§ **Page excerpt**
** BEGIN **

Construct DFA for L = {(na(w)-nb(w)) mod 3>0}

Question

As per the title:

L = {(n_a(w)-n_b(w)) mod 3>0}

Alphabet = {a,b}

I found two answers to this problem:

In this solution, our language is accepted.

However,

w = b

is accepted as well.

In the next solution:

Our problem of

w = b

is solved here but

w = aaab

is not accepted.

How do I approach this problem? I couldn't find a suitable answer for it on the internet.

Answer 1

Assume we have the following definition of mod:

x mod y = {       x,       if 0 <= x < y
            (x - y) mod y, if 0 <  y <= x
                  x,       if -y < x < 0
            (x + y) mod y, if x <= -y < 0
            -(-x mod -y)   if y < 0
          }

So our modulus works like this:

3 mod 5 = 3
6 mod 5 = 6-5 mod 5 = 1 mod 5 = 1
-3 mod 5 = -3
-6 mod 5 = -6+5 mod 5 = -1 mod 5 = -1
-6 mod -5 = -(6 mod 5) = -1
6 mod -5 = -(-6 mod 5) = -(-1) = 1

Our language is L = {(n_a(w) - n_b(w)) mod 3 > 0}

Let's define A := n_a(w) and B := n_b(w). So we need to solve (A - B) mod 3 > 0 using our definition of mod. We have five cases:

1. if 0 <= A - B < 3, meaning B <= A < B + 3, then (A - B) mod 3 = A - B. By hypothesis it is at least zero, and can only be zero then if A = B. We can confirm that when A = B we are always in case #1 and we always have (A - B) mod 3 > 0 false, so we can throw that possibility out.

2. if 0 < 3 <= A - B, meaning B < 3 + B <= A or simply A >= 3 + B, then (A - B) mod 3 = (A - B - 3) mod 3. By the hypothesis, A - B - 3 >= 3 + B - B - 3 >= 0, so we are still in either case 1 or 2. If we remain in case 2, we can repeat this until we eventually reach case 1, and we will see that we cannot have A - B - 3k = 0; that is, it cannot be that A = B + 3k for any positive k.

** END **

§ **Record list**
** BEGIN **

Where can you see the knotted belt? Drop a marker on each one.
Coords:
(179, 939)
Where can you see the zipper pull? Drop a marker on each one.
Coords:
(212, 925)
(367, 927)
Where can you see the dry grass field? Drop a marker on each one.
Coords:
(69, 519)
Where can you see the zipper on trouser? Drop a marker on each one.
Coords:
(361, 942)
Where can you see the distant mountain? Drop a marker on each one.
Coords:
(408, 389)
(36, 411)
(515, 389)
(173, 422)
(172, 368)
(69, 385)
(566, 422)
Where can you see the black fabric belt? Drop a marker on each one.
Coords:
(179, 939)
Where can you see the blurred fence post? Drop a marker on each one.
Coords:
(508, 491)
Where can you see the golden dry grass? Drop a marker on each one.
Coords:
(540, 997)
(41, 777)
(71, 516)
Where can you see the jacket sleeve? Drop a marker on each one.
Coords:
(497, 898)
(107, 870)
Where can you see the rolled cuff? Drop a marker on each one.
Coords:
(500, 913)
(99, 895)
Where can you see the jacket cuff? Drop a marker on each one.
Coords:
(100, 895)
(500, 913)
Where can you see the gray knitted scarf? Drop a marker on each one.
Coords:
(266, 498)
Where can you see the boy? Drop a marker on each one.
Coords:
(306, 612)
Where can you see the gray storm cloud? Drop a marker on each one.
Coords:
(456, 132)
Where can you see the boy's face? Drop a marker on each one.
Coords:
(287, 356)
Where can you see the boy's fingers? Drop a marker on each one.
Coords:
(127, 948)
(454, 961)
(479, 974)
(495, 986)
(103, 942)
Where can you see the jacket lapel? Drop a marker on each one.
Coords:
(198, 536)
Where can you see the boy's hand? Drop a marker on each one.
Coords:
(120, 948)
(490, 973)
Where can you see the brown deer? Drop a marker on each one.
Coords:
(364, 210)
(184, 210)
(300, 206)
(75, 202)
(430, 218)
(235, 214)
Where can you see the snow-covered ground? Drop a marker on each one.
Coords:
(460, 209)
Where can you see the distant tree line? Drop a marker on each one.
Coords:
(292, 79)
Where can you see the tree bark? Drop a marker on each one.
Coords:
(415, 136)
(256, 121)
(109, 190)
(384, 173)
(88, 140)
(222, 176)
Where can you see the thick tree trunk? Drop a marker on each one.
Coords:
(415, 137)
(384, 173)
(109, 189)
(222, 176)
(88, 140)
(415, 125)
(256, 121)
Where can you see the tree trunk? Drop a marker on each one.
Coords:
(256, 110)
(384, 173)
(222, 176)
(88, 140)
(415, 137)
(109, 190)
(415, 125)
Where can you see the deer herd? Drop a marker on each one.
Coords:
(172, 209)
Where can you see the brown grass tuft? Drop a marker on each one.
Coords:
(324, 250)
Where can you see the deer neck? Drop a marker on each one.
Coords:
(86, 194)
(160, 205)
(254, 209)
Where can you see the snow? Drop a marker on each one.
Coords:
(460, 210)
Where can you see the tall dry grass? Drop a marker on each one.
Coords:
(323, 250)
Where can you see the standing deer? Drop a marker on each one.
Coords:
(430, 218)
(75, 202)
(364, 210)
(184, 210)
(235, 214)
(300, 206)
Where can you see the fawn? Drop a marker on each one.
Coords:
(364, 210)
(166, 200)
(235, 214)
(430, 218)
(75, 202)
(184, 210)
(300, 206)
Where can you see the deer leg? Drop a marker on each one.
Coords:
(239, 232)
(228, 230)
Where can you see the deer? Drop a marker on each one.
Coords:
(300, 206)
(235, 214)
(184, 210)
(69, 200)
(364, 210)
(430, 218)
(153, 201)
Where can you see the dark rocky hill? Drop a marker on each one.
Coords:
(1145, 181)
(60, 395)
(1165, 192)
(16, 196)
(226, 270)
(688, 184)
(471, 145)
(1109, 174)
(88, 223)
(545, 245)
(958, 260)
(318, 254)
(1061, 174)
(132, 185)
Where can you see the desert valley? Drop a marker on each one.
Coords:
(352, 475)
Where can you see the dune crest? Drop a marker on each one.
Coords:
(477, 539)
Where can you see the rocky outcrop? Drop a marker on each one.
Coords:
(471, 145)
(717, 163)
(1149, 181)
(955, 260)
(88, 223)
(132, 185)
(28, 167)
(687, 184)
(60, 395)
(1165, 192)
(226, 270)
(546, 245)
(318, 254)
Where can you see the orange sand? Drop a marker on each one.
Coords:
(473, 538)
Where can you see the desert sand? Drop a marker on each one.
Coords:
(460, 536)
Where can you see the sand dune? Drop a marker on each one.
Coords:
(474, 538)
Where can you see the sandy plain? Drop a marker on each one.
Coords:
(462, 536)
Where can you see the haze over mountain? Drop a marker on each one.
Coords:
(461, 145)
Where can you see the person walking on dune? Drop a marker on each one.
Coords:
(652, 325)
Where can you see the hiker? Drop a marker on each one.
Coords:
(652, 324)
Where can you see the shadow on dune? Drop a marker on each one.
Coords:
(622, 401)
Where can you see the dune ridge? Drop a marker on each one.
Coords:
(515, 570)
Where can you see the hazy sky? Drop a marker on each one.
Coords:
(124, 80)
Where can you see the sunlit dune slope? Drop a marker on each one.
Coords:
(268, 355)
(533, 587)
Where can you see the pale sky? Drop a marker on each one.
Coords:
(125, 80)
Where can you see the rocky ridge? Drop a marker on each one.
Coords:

** END **

§ **Short exercise**
Reproduce the DFA thread above word for word, from "Let's define A" up to and including "that possibility out.".

§ **Solution below**
Let's define A := n_a(w) and B := n_b(w). So we need to solve (A - B) mod 3 > 0 using our definition of mod. We have five cases:

1. if 0 <= A - B < 3, meaning B <= A < B + 3, then (A - B) mod 3 = A - B. By hypothesis it is at least zero, and can only be zero then if A = B. We can confirm that when A = B we are always in case #1 and we always have (A - B) mod 3 > 0 false, so we can throw that possibility out.